⟨

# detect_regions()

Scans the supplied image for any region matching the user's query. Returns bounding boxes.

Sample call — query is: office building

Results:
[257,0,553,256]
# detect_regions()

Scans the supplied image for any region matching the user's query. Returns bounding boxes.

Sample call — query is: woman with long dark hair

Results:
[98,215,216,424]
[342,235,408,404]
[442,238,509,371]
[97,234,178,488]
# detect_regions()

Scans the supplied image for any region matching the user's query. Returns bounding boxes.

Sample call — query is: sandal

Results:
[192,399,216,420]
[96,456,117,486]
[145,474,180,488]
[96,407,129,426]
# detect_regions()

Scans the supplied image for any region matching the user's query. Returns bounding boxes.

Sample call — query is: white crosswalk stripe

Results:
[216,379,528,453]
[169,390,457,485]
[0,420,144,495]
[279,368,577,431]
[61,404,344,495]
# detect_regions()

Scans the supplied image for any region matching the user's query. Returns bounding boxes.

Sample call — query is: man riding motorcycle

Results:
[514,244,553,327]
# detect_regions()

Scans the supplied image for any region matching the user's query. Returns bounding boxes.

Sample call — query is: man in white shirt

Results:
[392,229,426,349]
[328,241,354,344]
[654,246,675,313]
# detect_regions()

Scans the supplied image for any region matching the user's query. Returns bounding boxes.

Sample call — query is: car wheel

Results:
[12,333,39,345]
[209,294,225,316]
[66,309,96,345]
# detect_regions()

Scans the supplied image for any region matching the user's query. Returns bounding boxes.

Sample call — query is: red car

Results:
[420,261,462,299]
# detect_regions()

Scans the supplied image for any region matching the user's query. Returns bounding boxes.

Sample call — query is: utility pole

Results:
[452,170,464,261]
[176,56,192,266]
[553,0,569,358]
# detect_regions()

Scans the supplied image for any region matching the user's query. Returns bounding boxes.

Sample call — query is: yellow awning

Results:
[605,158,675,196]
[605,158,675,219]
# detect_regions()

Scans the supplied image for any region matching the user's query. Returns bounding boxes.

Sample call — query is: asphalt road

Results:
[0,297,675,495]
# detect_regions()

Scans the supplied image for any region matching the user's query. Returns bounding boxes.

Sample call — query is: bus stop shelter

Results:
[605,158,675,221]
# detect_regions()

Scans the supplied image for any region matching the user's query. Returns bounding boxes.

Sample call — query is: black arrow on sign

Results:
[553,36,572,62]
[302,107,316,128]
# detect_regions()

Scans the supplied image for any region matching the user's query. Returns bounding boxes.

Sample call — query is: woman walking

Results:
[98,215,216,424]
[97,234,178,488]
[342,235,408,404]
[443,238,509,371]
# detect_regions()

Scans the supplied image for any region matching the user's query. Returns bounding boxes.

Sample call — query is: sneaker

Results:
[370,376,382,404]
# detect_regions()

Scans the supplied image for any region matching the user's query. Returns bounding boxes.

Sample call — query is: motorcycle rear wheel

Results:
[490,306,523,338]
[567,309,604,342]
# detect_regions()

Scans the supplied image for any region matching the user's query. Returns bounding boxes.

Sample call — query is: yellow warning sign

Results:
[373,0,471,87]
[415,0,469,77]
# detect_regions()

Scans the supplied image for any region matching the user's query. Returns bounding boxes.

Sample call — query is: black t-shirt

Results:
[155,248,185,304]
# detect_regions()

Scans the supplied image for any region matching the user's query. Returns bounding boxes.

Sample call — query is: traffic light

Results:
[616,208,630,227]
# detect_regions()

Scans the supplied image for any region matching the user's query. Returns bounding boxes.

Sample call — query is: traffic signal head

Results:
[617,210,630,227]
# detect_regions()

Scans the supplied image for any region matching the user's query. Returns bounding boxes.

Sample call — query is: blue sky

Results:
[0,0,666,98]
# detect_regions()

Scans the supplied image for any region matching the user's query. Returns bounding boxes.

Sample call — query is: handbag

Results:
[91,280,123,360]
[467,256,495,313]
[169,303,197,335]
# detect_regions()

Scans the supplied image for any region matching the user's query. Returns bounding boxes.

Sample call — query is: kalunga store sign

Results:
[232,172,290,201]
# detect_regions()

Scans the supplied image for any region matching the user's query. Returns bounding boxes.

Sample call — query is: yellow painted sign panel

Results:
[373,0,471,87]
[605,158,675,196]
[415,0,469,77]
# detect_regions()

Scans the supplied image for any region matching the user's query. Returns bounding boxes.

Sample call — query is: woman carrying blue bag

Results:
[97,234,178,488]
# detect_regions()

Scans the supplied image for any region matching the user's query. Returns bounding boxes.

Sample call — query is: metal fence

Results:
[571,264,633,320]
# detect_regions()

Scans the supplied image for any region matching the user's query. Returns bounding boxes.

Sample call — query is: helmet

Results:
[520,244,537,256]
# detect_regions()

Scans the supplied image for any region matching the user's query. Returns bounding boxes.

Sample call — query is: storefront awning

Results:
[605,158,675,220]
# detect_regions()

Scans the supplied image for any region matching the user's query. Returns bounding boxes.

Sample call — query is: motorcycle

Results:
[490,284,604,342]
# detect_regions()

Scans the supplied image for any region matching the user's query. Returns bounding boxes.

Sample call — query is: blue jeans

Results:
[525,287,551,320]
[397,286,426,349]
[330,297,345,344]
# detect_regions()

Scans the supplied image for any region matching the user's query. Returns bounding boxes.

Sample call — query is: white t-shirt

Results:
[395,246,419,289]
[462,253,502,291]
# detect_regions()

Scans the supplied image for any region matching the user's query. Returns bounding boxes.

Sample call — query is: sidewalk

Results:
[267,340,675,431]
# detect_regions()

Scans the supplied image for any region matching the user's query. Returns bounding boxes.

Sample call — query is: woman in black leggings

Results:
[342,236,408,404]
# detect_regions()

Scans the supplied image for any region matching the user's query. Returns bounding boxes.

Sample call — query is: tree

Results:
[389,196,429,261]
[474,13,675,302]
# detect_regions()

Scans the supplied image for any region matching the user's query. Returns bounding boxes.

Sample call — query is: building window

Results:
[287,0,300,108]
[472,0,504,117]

⟩

> _Problem description_: Reproduce the entries from the very start through the line holding "[96,407,129,426]", inclusive, changing "Results" to "Matches" wherever it occurs and leaving everything else as it is.

> _Solution to the problem_:
# detect_regions()

Scans the supplied image for any region matching the user's query. Returns bounding boxes.

Sample call — query is: office building

Matches:
[257,0,553,256]
# detect_regions()

Scans the supplied image for any region matching the user's query. Returns bounding boxes.

Sample call — query is: woman with long dark hair

Matches:
[98,215,216,424]
[342,235,408,404]
[442,238,509,371]
[97,234,178,488]
# detect_regions()

Scans the supplied image for any region matching the user's query. Returns bounding boxes.

Sample call — query is: sandal

Matches:
[192,399,216,420]
[96,456,117,486]
[145,474,180,488]
[96,407,129,426]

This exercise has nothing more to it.